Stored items
[Start of section]

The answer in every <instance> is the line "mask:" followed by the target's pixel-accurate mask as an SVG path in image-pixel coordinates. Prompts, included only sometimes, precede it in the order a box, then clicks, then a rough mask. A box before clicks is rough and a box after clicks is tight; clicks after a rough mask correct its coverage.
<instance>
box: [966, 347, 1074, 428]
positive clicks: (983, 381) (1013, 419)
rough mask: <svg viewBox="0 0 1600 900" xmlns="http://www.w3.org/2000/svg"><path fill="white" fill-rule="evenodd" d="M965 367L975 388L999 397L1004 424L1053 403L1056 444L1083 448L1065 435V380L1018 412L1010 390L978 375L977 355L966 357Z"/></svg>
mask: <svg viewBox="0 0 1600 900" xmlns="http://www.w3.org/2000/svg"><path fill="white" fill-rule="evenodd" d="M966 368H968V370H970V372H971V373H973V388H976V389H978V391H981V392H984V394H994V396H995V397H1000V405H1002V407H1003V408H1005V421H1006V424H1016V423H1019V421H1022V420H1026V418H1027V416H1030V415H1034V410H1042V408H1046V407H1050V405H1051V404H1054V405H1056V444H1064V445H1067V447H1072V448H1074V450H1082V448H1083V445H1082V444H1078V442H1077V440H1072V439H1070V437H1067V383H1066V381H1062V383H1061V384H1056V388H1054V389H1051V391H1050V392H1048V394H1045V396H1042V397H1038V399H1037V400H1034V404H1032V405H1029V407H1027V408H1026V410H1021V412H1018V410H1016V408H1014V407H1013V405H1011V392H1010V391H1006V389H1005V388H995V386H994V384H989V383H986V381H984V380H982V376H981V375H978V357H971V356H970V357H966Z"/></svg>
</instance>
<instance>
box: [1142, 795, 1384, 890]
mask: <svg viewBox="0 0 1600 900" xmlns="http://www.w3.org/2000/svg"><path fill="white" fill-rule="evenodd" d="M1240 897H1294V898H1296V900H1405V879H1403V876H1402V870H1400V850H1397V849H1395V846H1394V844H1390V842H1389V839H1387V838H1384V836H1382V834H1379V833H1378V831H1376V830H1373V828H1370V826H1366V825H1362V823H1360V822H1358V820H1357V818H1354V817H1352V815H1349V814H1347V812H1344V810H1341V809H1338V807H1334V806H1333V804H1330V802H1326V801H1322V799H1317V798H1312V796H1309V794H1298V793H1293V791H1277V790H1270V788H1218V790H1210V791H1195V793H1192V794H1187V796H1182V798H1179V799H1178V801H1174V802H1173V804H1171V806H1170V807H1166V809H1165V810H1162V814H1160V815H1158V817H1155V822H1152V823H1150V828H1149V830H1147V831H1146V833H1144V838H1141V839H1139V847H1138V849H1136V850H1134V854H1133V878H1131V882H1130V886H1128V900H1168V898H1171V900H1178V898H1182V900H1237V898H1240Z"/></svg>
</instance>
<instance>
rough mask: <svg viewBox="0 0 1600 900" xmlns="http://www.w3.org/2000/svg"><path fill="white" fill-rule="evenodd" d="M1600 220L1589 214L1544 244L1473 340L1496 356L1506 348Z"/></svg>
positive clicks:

[End of section]
[Start of section]

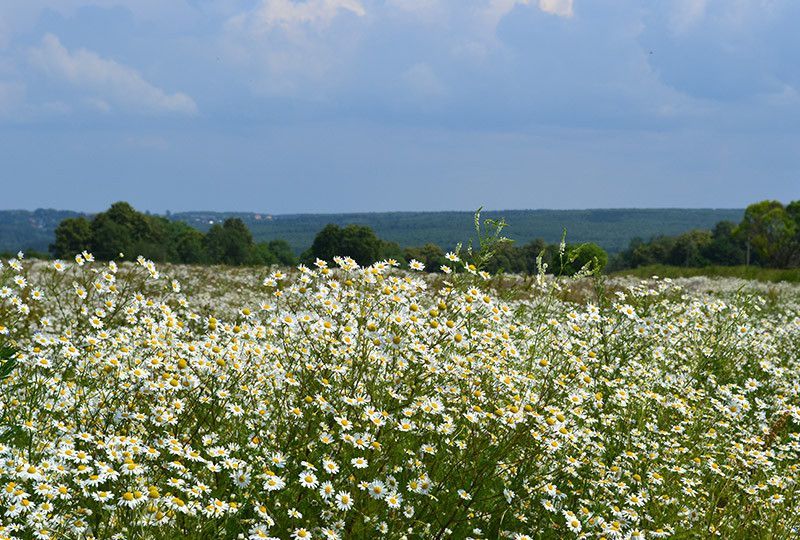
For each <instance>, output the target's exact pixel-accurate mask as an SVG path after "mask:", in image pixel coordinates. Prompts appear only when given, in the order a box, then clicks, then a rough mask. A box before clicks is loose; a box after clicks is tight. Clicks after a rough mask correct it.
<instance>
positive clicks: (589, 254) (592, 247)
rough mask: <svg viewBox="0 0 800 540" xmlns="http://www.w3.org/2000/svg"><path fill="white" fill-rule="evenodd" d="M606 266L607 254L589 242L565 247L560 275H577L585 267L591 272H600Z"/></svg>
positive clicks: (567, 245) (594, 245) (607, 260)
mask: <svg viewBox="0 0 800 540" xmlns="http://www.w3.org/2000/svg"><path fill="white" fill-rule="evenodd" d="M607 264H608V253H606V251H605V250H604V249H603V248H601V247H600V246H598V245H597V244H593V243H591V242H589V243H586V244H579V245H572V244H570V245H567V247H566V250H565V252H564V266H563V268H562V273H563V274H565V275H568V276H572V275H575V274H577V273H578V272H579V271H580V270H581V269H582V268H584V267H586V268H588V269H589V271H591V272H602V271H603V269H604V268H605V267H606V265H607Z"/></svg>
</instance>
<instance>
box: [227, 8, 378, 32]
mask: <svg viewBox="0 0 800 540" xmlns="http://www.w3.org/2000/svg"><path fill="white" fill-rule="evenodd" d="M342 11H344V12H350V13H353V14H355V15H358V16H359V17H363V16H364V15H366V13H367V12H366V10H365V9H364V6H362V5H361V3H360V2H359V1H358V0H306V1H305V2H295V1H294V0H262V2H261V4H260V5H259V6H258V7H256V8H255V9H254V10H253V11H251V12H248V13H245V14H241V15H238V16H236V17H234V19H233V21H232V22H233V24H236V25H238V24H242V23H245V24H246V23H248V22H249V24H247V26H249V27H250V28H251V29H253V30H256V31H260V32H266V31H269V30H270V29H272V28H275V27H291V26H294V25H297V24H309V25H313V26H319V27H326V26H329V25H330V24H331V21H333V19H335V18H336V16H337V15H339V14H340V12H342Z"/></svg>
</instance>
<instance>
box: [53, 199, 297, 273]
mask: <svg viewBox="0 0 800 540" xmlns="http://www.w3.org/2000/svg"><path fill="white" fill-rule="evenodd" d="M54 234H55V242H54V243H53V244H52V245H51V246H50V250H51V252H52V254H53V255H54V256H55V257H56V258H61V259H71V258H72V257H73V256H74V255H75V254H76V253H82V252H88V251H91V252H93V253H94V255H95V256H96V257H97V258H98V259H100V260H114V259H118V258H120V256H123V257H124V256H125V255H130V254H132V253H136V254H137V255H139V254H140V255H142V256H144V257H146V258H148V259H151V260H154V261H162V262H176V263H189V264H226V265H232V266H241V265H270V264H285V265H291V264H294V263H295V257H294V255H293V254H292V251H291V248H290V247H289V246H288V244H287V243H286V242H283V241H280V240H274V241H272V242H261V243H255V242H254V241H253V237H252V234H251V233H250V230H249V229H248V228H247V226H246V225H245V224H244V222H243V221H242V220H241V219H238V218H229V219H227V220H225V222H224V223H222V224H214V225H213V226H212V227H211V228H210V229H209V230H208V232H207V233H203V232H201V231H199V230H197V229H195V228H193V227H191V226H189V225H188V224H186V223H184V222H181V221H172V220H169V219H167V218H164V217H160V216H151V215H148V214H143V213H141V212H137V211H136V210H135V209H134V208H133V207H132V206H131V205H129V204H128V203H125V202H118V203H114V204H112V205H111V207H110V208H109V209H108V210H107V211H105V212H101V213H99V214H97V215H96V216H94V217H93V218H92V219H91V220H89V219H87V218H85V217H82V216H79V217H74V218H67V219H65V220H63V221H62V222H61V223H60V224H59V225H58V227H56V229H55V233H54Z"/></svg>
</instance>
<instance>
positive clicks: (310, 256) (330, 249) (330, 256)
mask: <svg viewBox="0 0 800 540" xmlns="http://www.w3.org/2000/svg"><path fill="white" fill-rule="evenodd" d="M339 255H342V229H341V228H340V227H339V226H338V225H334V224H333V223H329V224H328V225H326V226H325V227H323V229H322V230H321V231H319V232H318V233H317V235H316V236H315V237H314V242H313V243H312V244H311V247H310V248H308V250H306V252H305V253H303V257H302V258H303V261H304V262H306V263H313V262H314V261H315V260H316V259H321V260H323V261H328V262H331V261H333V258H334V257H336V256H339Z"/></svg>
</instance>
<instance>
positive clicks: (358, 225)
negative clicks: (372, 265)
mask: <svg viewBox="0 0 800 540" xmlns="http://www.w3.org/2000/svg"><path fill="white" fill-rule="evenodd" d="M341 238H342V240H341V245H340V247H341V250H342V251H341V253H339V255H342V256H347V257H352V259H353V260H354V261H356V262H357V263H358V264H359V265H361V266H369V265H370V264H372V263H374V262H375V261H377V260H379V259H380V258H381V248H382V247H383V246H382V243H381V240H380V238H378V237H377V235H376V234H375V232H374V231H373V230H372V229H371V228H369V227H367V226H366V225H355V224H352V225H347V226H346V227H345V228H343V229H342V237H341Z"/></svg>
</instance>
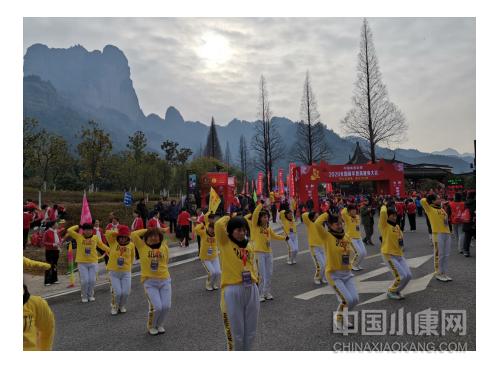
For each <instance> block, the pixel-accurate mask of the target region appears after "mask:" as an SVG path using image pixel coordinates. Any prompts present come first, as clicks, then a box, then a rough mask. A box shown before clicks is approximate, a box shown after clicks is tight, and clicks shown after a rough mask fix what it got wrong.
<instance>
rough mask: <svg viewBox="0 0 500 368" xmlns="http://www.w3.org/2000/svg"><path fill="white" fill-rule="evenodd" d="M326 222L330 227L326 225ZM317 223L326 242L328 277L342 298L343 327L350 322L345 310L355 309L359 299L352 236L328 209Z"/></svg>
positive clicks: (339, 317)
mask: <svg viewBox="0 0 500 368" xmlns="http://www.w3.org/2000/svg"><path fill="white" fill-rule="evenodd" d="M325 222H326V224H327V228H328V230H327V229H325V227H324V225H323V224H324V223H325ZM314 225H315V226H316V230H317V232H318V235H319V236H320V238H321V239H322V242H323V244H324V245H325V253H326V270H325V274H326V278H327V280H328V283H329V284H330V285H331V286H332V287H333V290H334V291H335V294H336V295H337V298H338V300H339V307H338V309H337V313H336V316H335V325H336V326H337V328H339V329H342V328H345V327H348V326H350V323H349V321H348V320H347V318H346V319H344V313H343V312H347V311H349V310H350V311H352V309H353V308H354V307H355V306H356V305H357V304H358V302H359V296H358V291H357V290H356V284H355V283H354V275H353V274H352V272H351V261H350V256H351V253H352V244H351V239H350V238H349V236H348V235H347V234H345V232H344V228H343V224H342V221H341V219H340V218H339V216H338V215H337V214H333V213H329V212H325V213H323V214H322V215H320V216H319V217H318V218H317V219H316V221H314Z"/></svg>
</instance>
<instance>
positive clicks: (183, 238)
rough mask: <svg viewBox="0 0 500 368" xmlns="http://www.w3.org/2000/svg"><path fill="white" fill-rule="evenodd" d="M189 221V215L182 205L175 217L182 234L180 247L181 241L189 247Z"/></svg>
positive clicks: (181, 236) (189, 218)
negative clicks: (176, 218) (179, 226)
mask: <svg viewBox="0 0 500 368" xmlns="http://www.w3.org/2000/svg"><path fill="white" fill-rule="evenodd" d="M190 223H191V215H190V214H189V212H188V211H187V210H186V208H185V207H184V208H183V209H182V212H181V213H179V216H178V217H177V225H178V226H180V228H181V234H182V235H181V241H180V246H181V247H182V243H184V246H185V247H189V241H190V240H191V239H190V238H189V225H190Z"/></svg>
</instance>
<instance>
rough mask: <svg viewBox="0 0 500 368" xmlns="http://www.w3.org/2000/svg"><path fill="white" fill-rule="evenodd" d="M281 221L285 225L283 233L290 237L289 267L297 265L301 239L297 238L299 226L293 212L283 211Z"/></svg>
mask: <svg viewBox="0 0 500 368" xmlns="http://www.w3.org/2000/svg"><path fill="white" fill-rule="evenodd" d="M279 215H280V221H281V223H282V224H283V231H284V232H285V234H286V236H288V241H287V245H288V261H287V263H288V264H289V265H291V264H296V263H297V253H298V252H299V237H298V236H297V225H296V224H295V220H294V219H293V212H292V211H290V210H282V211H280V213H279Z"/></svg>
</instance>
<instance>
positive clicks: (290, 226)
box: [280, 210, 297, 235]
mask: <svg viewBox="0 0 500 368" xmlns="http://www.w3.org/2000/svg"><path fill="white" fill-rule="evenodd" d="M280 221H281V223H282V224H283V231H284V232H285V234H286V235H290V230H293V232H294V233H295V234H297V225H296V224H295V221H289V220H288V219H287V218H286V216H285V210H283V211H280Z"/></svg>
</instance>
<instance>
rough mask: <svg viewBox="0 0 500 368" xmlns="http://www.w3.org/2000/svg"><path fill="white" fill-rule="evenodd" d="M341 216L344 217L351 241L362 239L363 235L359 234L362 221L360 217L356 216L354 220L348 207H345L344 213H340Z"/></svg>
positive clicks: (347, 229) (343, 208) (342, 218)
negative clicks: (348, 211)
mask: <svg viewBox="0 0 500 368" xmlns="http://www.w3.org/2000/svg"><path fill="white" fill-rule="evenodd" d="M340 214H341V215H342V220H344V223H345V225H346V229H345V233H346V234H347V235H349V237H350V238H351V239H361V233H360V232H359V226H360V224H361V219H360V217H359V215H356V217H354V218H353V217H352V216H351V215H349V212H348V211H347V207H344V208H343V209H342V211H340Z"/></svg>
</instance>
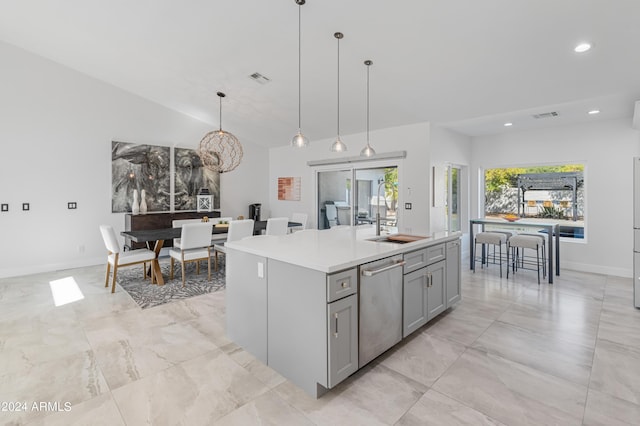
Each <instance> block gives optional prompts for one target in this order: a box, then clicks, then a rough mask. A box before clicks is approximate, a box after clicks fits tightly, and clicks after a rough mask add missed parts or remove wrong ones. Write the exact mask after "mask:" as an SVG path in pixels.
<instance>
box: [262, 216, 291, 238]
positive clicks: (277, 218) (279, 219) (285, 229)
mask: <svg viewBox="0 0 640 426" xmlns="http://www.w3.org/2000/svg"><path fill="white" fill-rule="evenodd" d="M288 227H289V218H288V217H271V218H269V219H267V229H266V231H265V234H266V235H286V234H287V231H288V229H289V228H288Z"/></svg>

[End of section]
[Start of section]

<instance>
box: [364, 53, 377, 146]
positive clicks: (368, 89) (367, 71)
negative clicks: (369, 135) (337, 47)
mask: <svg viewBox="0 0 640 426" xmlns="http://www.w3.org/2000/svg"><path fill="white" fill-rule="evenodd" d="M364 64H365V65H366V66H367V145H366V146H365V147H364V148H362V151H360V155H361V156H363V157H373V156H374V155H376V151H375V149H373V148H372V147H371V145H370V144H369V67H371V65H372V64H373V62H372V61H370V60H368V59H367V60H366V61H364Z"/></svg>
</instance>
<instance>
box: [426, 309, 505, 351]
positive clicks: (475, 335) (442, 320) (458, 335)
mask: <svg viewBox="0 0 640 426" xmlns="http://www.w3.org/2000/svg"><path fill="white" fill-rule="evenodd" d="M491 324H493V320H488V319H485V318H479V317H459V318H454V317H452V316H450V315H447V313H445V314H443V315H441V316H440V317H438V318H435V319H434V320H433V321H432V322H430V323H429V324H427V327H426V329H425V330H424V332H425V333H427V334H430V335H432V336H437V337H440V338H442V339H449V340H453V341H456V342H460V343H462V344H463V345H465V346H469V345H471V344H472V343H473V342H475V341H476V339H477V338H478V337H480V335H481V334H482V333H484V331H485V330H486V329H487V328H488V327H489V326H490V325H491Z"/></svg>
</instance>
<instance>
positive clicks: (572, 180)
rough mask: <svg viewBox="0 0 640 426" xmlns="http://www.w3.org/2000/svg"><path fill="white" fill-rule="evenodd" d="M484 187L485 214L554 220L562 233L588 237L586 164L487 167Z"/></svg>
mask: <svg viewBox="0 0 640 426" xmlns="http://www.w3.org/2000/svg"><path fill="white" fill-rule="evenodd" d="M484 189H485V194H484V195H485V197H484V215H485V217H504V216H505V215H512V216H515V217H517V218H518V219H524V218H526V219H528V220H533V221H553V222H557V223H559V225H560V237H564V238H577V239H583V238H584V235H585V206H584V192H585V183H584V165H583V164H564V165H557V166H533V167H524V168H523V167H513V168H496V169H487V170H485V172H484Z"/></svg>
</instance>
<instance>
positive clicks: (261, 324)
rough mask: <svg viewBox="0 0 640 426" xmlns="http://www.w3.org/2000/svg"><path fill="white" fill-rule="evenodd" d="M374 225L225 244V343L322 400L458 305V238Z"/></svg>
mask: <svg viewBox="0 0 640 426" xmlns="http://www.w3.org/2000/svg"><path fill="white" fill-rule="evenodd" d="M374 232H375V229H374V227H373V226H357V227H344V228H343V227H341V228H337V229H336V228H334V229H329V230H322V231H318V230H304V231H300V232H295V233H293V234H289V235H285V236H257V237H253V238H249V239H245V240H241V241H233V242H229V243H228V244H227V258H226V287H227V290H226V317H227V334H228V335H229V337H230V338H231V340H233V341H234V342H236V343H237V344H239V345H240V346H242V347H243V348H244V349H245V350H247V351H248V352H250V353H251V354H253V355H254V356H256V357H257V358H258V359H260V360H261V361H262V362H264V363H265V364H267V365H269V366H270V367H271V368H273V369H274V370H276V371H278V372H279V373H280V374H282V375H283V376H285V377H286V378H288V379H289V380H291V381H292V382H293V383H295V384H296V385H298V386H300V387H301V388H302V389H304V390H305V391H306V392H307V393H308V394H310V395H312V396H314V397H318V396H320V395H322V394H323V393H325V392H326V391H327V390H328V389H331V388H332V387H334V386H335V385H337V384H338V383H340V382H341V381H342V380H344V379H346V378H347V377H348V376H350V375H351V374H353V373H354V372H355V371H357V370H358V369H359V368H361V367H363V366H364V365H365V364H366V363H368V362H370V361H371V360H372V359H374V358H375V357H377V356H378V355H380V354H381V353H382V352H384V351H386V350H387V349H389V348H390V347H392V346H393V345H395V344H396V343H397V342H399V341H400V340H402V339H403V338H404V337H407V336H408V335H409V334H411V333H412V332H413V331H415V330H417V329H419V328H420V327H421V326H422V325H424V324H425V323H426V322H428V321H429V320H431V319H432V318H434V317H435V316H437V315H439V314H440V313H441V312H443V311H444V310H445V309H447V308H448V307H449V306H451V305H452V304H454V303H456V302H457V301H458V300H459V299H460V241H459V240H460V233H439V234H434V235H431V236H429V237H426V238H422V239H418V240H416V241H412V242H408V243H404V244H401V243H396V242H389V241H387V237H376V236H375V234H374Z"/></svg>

[End of section]

Action item:
Find every row above that contains the word "wrong" and copy each one in full.

Written answer:
For each <instance> block, the pixel-accurate mask of the target region appears after "mask:" as an SVG path using image pixel coordinates. Any prompts present come first, as clicks, then a box, then a rough mask. A box shown before clicks is approximate, a box shown after clicks is tight, and clicks shown after a rough mask fix what it got wrong.
Each <instance> block gives optional prompts for one target in this order: a box, then clicks, then a rough mask. A box before clicks is approximate, a box after clicks fits tightly, and clicks after a rough mask add missed parts or remove wrong ones. Write the exact mask after "mask:" as an SVG path in pixels.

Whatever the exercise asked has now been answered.